Directions:
Extract every line of the material below and reproduce it faithfully.

(Entries from a dataset)
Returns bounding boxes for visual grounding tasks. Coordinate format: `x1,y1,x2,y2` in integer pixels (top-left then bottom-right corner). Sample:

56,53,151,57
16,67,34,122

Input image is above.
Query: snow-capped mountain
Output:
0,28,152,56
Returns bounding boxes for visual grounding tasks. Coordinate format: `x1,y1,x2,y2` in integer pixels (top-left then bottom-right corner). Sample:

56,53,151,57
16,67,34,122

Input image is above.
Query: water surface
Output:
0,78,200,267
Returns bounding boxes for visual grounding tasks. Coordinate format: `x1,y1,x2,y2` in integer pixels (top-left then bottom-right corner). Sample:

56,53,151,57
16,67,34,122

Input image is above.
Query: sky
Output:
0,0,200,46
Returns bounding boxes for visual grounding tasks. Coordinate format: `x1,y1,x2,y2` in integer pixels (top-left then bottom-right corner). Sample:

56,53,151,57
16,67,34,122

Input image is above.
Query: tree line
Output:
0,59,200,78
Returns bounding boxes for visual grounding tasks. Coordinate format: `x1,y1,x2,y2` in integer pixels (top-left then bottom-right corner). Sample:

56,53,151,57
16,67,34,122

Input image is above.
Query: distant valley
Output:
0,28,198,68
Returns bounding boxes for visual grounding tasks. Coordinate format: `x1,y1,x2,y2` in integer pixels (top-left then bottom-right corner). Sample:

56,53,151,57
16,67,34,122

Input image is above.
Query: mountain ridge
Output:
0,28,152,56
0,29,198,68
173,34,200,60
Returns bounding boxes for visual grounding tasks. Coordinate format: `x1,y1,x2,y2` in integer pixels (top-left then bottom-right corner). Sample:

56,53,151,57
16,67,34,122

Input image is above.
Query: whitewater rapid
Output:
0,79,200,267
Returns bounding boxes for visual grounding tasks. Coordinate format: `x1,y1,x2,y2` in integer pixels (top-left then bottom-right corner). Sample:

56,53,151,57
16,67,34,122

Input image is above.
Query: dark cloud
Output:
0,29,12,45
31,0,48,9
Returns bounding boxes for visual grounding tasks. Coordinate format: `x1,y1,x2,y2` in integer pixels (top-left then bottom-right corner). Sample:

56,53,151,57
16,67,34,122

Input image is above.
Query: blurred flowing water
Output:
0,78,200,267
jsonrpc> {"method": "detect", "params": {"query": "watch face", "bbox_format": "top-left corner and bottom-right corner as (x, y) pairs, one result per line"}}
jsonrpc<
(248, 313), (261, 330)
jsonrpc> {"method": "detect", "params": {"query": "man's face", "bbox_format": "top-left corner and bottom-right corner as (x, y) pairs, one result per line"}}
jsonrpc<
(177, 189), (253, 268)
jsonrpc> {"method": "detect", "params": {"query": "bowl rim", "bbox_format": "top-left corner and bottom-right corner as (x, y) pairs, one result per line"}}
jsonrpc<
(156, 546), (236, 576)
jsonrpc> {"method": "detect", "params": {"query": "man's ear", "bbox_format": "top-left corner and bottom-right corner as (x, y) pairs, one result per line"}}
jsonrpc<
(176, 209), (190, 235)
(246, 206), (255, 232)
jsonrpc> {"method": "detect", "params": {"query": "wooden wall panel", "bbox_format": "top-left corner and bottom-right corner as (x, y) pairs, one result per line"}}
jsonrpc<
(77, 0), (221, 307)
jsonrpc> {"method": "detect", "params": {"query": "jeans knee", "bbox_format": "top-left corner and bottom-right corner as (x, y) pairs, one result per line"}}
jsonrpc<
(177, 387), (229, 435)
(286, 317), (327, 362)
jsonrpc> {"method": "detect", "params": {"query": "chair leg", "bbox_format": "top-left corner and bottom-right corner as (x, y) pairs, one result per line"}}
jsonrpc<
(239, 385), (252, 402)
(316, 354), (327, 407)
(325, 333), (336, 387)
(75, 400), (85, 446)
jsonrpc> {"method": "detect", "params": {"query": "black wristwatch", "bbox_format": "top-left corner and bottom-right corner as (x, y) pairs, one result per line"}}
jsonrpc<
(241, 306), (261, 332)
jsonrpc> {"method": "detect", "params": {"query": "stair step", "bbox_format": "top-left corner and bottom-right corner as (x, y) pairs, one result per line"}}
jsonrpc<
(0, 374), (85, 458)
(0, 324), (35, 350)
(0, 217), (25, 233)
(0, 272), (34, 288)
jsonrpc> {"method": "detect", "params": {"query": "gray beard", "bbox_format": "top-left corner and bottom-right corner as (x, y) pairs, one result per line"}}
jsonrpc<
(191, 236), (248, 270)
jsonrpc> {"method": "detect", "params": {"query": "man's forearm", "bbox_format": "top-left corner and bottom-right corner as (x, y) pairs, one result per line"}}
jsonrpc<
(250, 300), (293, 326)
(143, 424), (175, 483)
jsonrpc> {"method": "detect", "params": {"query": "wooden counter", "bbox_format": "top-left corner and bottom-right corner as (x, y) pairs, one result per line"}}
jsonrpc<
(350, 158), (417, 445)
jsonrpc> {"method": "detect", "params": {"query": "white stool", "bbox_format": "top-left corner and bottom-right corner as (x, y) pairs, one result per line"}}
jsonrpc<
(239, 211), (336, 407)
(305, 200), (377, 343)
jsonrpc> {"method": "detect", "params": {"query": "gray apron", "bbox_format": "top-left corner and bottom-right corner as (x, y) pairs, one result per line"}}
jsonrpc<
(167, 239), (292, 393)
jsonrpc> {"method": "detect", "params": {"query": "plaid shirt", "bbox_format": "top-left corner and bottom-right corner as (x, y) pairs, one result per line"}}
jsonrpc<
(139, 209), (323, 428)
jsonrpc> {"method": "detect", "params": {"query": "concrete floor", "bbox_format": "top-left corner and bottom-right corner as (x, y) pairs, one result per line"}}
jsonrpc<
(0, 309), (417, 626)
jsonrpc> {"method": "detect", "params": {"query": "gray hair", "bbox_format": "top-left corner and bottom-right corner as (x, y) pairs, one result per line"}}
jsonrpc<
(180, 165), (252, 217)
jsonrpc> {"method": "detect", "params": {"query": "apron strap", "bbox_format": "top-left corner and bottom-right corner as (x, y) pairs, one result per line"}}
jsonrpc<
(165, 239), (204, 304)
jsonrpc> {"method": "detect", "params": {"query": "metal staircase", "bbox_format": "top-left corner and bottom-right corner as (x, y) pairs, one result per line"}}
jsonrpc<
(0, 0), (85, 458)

Problem solution:
Returns bounding boxes for visual grounding tasks. Coordinate format: `x1,y1,x2,y2` in integer pixels (top-left then bottom-right corner). Sample:

56,53,151,57
16,67,34,122

Input image is above.
Query: snow-capped mountain
Output:
0,28,152,56
Returns bounding boxes for visual grounding tasks. Coordinate format: `x1,y1,x2,y2` in integer pixels (top-left then bottom-right corner). Sample:

56,53,151,57
16,67,34,122

Input image is above.
Query: water surface
Output:
0,78,200,267
Returns bounding boxes for visual grounding tasks. Coordinate format: `x1,y1,x2,y2` in integer pixels (top-left then bottom-right corner). Sample:

56,53,151,57
16,67,34,122

Input image is above.
Query: sky
Output:
0,0,200,46
Returns bounding boxes for visual grounding tasks. Coordinate format: `x1,y1,x2,y2` in integer pixels (top-left then bottom-right corner). Sample:

56,53,151,57
16,67,34,122

Input image is above.
Query: tree line
Output:
0,59,200,78
Returns bounding boxes for visual grounding tasks. Coordinate format: `x1,y1,x2,y2` in integer pixels (top-left then bottom-right corner). Sample:

56,53,151,57
16,67,34,122

Input image is above.
Query: distant valley
Output:
0,28,198,68
Returns bounding boxes for visual grounding tasks. Coordinate format: `x1,y1,x2,y2` in integer pixels (top-left then bottom-right corner). Sample:

56,53,151,57
16,67,34,122

Input image is above.
Query: mountain ridge
Output:
0,28,152,56
0,29,198,68
173,34,200,60
Returns bounding boxes for visual grounding tasks. Coordinate format: `x1,y1,x2,y2` in integer pixels (top-left then bottom-right corner). Sample:

56,53,151,57
16,67,34,122

Input image is above.
Query: whitewater rapid
Output:
0,79,200,267
Returns bounding boxes for visual grounding tasks. Coordinate format: `x1,y1,x2,y2` in integer pixels (top-left then bottom-right corner). Sample:

56,53,151,57
16,67,34,122

Input image is above.
Query: dark cloud
Output:
0,29,12,45
31,0,48,9
Returns bounding boxes for visual grounding tasks. Coordinate format: `x1,y1,x2,y2` in integer pixels (top-left then bottom-right corner). Sample:

56,53,151,57
16,67,34,122

Input image is above.
Query: blurred flowing water
Output:
0,78,200,267
jsonrpc> {"method": "detect", "params": {"query": "watch face", "bbox_format": "top-left corner and bottom-right corner as (x, y) pairs, one result per line"}}
jsonrpc<
(248, 313), (261, 330)
jsonrpc> {"method": "detect", "params": {"query": "man's face", "bbox_format": "top-left corner and bottom-right corner as (x, y) pairs, one result per line"}}
jsonrpc<
(177, 189), (253, 268)
jsonrpc> {"method": "detect", "params": {"query": "bowl rim", "bbox_format": "top-left corner and bottom-right corner as (x, y) pairs, one result per line"}}
jsonrpc<
(156, 546), (236, 576)
jsonrpc> {"method": "detect", "params": {"query": "man's ear", "bbox_format": "top-left corner and bottom-right corner as (x, y) pairs, one result per line"}}
jsonrpc<
(176, 209), (190, 235)
(246, 206), (255, 232)
jsonrpc> {"method": "detect", "params": {"query": "wooden wall panel", "bbox_format": "top-left corner and bottom-right corner as (x, y) pairs, one result per line"}}
jsonrpc<
(77, 0), (221, 307)
jsonrpc> {"method": "detect", "params": {"query": "jeans knee", "bbox_format": "top-left corner and bottom-right corner as (x, y) pairs, one result per line"}}
jsonrpc<
(177, 387), (229, 435)
(286, 317), (327, 362)
jsonrpc> {"method": "detect", "params": {"query": "chair leg", "bbox_format": "top-left corner and bottom-right corner as (x, y) pairs, one result per line"}}
jsonrpc<
(239, 385), (252, 402)
(316, 354), (327, 407)
(325, 333), (336, 387)
(75, 400), (85, 446)
jsonrpc> {"method": "detect", "params": {"query": "black wristwatch", "bbox_format": "top-left corner and bottom-right corner as (x, y) pairs, one result per line"}}
jsonrpc<
(241, 306), (261, 332)
jsonrpc> {"method": "detect", "params": {"query": "stair step", "bbox_format": "top-left corner and bottom-right corner as (x, y) pairs, one result per line"}}
jsonrpc<
(0, 374), (85, 458)
(0, 324), (35, 350)
(0, 217), (25, 233)
(0, 272), (34, 288)
jsonrpc> {"method": "detect", "params": {"query": "gray beard", "bbox_format": "top-left corner and bottom-right corner as (x, y) pairs, one result per line"}}
jsonrpc<
(191, 236), (248, 270)
jsonrpc> {"method": "detect", "params": {"query": "man's forearm", "bbox_format": "top-left corner and bottom-right corner as (x, y) pairs, one result per line"}}
jsonrpc<
(250, 300), (293, 326)
(143, 424), (175, 483)
jsonrpc> {"method": "detect", "params": {"query": "wooden counter", "bbox_format": "top-left corner and bottom-right corner as (x, y) pairs, one result per line"}}
jsonrpc<
(350, 158), (417, 445)
jsonrpc> {"method": "detect", "params": {"query": "white stool", "bbox_format": "top-left corner and bottom-right corner as (x, y) pairs, one result per line"}}
jsonrpc<
(239, 211), (336, 407)
(305, 200), (377, 343)
jsonrpc> {"method": "detect", "params": {"query": "gray apron", "bbox_format": "top-left corner and bottom-right corner as (x, y) pairs, one result per line"}}
jsonrpc<
(167, 239), (292, 393)
jsonrpc> {"method": "detect", "params": {"query": "plaid shirt", "bbox_format": "top-left corner and bottom-right corner as (x, y) pairs, one result per line"}}
jsonrpc<
(139, 209), (323, 428)
jsonrpc> {"method": "detect", "params": {"query": "concrete floor", "bbox_format": "top-left corner and bottom-right corner as (x, y) pairs, one result per line"}}
jsonrpc<
(0, 309), (417, 626)
jsonrpc> {"method": "detect", "params": {"query": "gray hair", "bbox_format": "top-left corner and bottom-right corner as (x, y) pairs, one result per line"}}
jsonrpc<
(180, 165), (252, 217)
jsonrpc> {"method": "detect", "params": {"query": "apron strap", "bbox_format": "top-left corner and bottom-right corner as (x, y) pairs, one result per line"}}
jsonrpc<
(165, 239), (204, 304)
jsonrpc> {"method": "detect", "params": {"query": "metal staircase", "bbox_format": "top-left corner and bottom-right corner as (x, y) pairs, one result per line"}}
jsonrpc<
(0, 0), (85, 458)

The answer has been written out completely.